[Dataset records]

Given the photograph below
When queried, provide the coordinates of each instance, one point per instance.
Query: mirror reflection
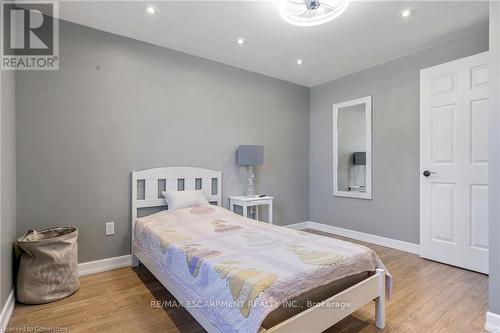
(352, 150)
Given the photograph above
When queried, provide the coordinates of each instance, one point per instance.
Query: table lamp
(250, 156)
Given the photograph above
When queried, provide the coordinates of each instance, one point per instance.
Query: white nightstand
(252, 201)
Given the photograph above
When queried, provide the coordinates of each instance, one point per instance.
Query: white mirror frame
(368, 123)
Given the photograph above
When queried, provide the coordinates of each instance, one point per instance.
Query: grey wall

> [THE TASK]
Rewrite the data above with each occurrence of "photograph" replaced by "image", leaving everything else unchanged. Omit the pictures from your version.

> [EXERCISE RESPONSE]
Given the image below
When queried, provide the coordinates of each instance, one point per instance.
Query: mirror reflection
(352, 150)
Given the image above
When queried, provide the coordinates of each instance, one point per instance.
Query: table lamp
(250, 156)
Given the image above
When queried, provide the coordinates of each instance, one point per instance.
Query: white nightstand
(252, 201)
Given the image above
When queried, provide the coordinates of each instance, one point per instance.
Query: white mirror frame
(368, 123)
Given the image above
When queried, provide the coordinates of each instance, one point per instance.
Query: grey wall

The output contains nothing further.